Task details: Please copy out the data below, swapping "plant pot" for "flower pot" wherever it appears and changing nothing else.
### Stored rows ###
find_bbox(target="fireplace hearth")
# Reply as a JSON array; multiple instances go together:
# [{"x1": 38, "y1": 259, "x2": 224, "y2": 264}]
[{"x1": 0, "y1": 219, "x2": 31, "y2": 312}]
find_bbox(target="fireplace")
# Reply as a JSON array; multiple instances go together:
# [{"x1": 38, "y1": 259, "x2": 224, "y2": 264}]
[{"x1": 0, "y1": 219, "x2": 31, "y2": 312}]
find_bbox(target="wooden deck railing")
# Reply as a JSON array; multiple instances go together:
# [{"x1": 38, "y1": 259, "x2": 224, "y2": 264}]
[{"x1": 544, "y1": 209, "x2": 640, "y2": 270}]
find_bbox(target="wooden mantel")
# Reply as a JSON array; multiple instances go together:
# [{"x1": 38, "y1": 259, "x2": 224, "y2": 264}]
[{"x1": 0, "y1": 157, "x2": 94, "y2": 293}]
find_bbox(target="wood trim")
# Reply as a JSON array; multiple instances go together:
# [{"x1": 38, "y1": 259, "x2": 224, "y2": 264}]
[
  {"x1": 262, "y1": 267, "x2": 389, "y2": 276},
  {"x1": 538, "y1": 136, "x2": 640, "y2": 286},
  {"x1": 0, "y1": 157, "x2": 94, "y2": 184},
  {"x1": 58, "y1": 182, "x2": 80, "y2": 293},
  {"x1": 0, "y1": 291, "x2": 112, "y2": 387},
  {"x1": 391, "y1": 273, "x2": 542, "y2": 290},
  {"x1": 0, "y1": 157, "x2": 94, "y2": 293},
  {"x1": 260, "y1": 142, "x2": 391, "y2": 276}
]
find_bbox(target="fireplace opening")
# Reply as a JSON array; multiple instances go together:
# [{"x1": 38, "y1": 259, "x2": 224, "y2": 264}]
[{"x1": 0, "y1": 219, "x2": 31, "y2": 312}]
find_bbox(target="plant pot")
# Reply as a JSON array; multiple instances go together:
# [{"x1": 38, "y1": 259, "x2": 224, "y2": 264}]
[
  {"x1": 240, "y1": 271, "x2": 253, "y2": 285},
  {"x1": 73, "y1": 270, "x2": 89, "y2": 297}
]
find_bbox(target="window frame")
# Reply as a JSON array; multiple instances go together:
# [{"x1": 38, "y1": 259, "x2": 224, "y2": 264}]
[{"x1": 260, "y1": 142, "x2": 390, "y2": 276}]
###
Exercise output:
find_bbox(target="fireplace hearth")
# Reply as a JSON array; multiple instances go together:
# [{"x1": 38, "y1": 259, "x2": 224, "y2": 264}]
[{"x1": 0, "y1": 219, "x2": 31, "y2": 312}]
find_bbox(target="fireplace")
# Reply as a JSON array; multiple instances go together:
# [{"x1": 38, "y1": 259, "x2": 224, "y2": 264}]
[{"x1": 0, "y1": 219, "x2": 31, "y2": 312}]
find_bbox(target="wooden deck railing")
# Reply as a JSON array; multiple instances go together:
# [{"x1": 38, "y1": 259, "x2": 224, "y2": 264}]
[{"x1": 544, "y1": 209, "x2": 640, "y2": 270}]
find_bbox(target="wooden mantel")
# Reply as a JSON array; multiple instances go together:
# [{"x1": 38, "y1": 259, "x2": 224, "y2": 264}]
[{"x1": 0, "y1": 157, "x2": 94, "y2": 293}]
find_bbox(target="wood trim")
# Reply as a JSON array; multiple instances go together:
# [{"x1": 38, "y1": 259, "x2": 224, "y2": 264}]
[
  {"x1": 262, "y1": 267, "x2": 389, "y2": 276},
  {"x1": 538, "y1": 136, "x2": 640, "y2": 286},
  {"x1": 0, "y1": 157, "x2": 94, "y2": 184},
  {"x1": 58, "y1": 182, "x2": 80, "y2": 293},
  {"x1": 0, "y1": 291, "x2": 112, "y2": 387},
  {"x1": 391, "y1": 273, "x2": 542, "y2": 290},
  {"x1": 0, "y1": 157, "x2": 94, "y2": 293},
  {"x1": 260, "y1": 142, "x2": 391, "y2": 276}
]
find_bbox(target="fireplace opening")
# Reply as a JSON array; multiple instances go together:
# [{"x1": 38, "y1": 259, "x2": 224, "y2": 264}]
[{"x1": 0, "y1": 219, "x2": 31, "y2": 312}]
find_bbox(target="flower pot")
# Reply as a JSON array; multiple instances go together:
# [{"x1": 38, "y1": 259, "x2": 224, "y2": 264}]
[
  {"x1": 240, "y1": 271, "x2": 253, "y2": 285},
  {"x1": 73, "y1": 270, "x2": 89, "y2": 297}
]
find_bbox(target="window frame")
# Reply as a JSON array; multiple instances go together:
# [{"x1": 38, "y1": 259, "x2": 224, "y2": 264}]
[{"x1": 260, "y1": 142, "x2": 390, "y2": 276}]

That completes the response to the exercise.